• [REQUIRED WORK]:
Retype exactly the lines from the one containing "One dot marks each instance of the power" through the last line of the records below, including both, and leave out any pictures.

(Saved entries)
- - - -

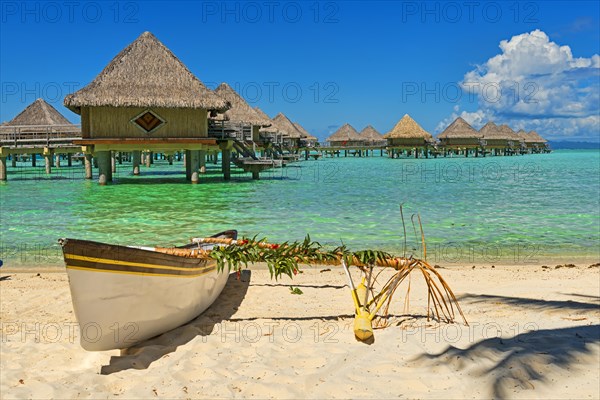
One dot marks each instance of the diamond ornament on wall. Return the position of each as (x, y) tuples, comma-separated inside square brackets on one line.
[(148, 121)]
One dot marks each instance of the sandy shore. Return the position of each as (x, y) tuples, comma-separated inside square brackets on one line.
[(534, 333)]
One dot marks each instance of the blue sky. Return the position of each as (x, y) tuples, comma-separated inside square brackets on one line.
[(327, 63)]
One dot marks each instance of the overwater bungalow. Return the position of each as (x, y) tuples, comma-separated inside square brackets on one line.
[(408, 137), (147, 99), (372, 137), (539, 143), (292, 135), (525, 141), (345, 136), (460, 137), (38, 129), (240, 118), (499, 140), (307, 140), (270, 133)]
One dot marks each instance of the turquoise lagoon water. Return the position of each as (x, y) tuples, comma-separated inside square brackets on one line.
[(525, 209)]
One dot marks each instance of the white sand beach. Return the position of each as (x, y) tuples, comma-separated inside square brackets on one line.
[(534, 333)]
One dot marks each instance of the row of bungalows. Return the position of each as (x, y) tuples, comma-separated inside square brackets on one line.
[(347, 136), (461, 138), (408, 138), (146, 100)]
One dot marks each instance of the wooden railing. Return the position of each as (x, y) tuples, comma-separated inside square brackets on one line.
[(38, 135)]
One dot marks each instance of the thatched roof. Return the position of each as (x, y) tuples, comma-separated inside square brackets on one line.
[(304, 132), (508, 133), (240, 111), (38, 113), (273, 128), (524, 136), (370, 134), (345, 133), (502, 132), (537, 137), (146, 74), (459, 129), (288, 126), (407, 128), (490, 131)]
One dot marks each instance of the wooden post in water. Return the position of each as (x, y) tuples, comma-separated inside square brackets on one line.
[(188, 166), (136, 160), (48, 160), (226, 159), (104, 167), (2, 168), (113, 162), (202, 161), (87, 161), (194, 165)]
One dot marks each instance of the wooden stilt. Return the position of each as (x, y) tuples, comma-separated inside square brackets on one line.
[(2, 168), (226, 164), (87, 161), (202, 161), (194, 165), (187, 157), (48, 160), (136, 159), (104, 167)]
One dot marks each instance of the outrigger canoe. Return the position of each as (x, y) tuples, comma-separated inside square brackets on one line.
[(123, 295)]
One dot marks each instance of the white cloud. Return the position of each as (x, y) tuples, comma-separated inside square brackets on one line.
[(535, 83)]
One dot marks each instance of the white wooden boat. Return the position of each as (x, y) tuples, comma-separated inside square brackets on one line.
[(123, 295)]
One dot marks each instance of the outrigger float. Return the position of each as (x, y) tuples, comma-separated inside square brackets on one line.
[(124, 295)]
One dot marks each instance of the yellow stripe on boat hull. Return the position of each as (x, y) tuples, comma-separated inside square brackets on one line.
[(112, 271), (129, 264)]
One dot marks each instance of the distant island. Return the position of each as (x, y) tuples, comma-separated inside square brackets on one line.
[(558, 145)]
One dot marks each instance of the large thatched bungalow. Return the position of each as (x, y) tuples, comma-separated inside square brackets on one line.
[(345, 136), (459, 136), (43, 128), (147, 99), (407, 135)]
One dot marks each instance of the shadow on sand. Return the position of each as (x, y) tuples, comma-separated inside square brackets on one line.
[(523, 359), (145, 353)]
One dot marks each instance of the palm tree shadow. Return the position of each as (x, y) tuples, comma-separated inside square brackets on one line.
[(566, 305), (145, 353), (523, 359), (526, 357)]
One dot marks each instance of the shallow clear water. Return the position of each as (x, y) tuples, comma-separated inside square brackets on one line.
[(495, 209)]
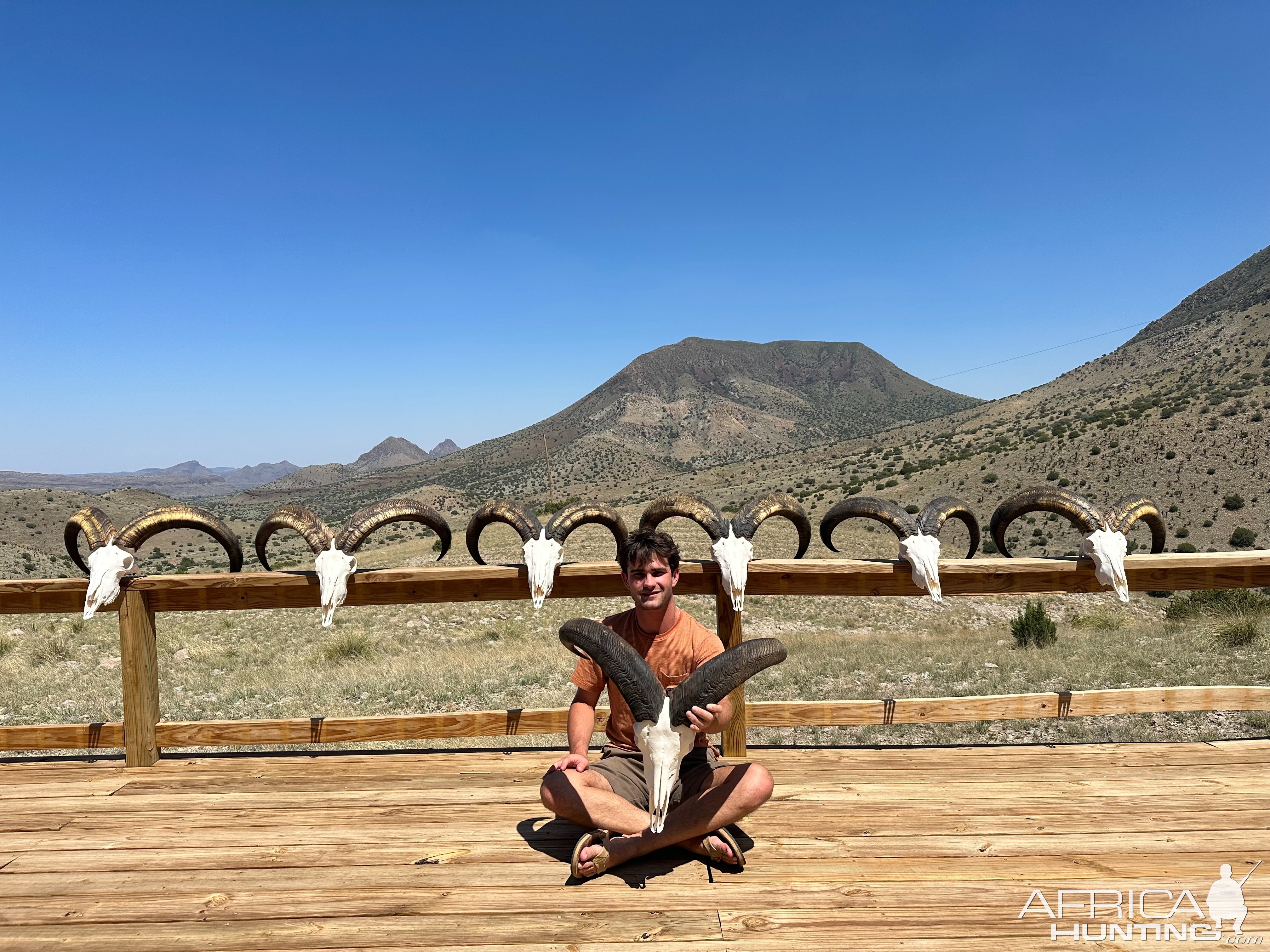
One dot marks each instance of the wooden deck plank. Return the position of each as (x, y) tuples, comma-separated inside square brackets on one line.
[(874, 847)]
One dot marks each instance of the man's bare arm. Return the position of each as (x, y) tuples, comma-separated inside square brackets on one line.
[(712, 719), (582, 725)]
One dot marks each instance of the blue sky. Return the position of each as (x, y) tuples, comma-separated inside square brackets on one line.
[(244, 231)]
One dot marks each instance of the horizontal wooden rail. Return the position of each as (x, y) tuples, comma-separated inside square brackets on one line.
[(761, 714), (773, 577)]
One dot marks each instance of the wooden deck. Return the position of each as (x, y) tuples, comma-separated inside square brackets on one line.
[(860, 848)]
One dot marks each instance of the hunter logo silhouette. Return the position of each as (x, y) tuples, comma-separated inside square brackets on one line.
[(1226, 899)]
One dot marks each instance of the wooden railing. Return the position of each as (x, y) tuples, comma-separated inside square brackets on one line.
[(143, 735)]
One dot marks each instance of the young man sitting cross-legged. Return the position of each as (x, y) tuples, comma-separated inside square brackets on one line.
[(613, 795)]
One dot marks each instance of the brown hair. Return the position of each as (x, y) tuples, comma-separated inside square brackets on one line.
[(643, 545)]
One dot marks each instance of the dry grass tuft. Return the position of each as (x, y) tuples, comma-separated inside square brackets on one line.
[(1236, 629), (51, 650), (350, 647)]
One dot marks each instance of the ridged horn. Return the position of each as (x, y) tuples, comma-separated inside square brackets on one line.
[(689, 506), (520, 518), (621, 664), (97, 529), (182, 517), (869, 508), (1042, 499), (752, 514), (722, 675), (1130, 509), (300, 518), (366, 521), (940, 511), (577, 514)]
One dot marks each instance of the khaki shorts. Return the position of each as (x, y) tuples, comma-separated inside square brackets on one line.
[(624, 770)]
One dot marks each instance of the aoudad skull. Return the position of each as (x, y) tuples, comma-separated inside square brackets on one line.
[(1108, 550), (333, 568), (923, 552), (541, 558), (733, 555), (107, 567), (663, 748)]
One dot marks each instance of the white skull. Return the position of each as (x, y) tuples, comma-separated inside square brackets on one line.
[(106, 568), (923, 552), (663, 747), (1108, 551), (333, 568), (541, 558), (733, 555)]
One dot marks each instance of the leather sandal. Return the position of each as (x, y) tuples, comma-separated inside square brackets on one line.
[(737, 858), (600, 860)]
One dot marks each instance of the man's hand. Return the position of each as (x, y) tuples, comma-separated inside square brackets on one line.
[(705, 720), (572, 762)]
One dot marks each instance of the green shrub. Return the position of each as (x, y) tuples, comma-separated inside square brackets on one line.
[(1243, 537), (1213, 602), (1033, 627)]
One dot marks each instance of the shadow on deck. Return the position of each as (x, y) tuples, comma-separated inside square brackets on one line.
[(923, 848)]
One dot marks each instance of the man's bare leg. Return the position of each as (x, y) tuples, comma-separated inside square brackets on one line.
[(735, 792), (588, 800)]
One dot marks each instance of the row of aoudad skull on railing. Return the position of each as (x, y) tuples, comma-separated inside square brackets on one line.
[(112, 552)]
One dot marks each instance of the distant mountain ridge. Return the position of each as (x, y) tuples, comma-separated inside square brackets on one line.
[(684, 407), (187, 480)]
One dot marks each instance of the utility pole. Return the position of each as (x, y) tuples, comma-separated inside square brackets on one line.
[(550, 490)]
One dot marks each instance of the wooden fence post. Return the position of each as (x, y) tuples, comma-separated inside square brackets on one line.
[(728, 625), (140, 663)]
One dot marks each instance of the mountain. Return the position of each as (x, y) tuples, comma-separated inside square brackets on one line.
[(187, 480), (1178, 413), (388, 455), (1245, 286), (681, 408), (258, 475)]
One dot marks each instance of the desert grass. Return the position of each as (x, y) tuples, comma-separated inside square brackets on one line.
[(411, 659)]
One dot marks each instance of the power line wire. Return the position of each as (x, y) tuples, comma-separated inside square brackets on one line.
[(958, 374)]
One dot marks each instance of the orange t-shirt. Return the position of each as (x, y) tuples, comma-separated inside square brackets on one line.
[(673, 655)]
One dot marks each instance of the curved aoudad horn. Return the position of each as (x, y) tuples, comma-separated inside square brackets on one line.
[(182, 517), (300, 518), (366, 521), (689, 506), (577, 514), (944, 508), (722, 675), (97, 529), (520, 518), (633, 676), (870, 508), (751, 516), (1079, 512), (1130, 509)]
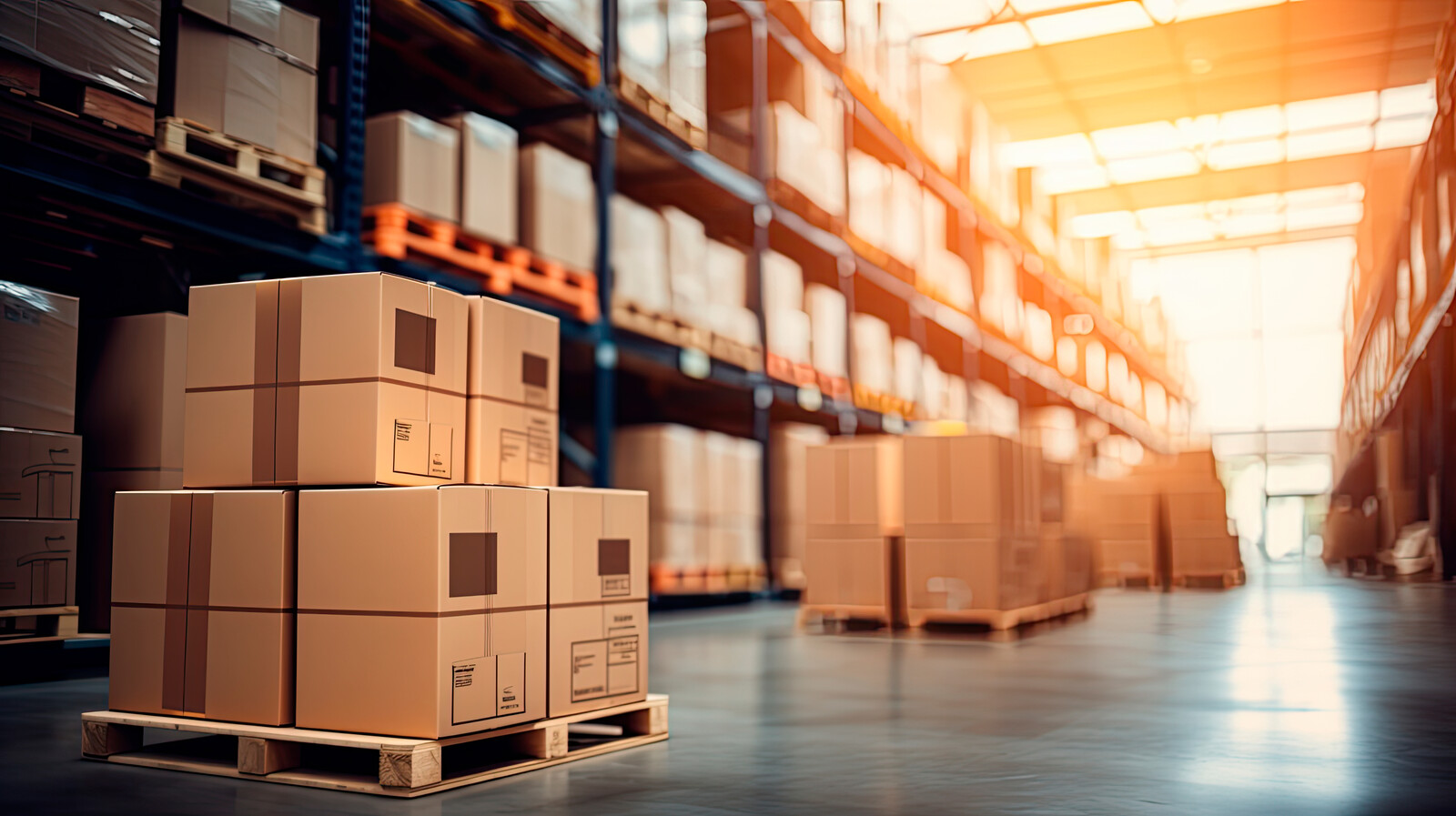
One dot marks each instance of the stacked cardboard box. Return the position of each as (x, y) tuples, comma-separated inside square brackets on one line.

- - - -

• [TASK RESPONSE]:
One dot marks each instance of the power line wire. Return the position of each as (x, y) tuples, comma-separated inside square brackets on one line.
[(958, 374)]
One dot marks each instance of the orange t-shirt. Return the position of each as (x, y) tuples, comma-separated inside square brackets on one line.
[(673, 655)]
One dot marks each instance of the curved aoudad horn. Return the position of each as (x, y) tuples, comma-separated inside square brackets on one line.
[(182, 517), (300, 518), (366, 521), (689, 506), (577, 514), (944, 508), (722, 675), (97, 529), (520, 518), (633, 676), (870, 508), (751, 516), (1079, 512), (1130, 509)]
One dot marks each instance of the stacked cardboard box. Return the position of each as (x, y) tuples, comma-separated inside square brackets on one line.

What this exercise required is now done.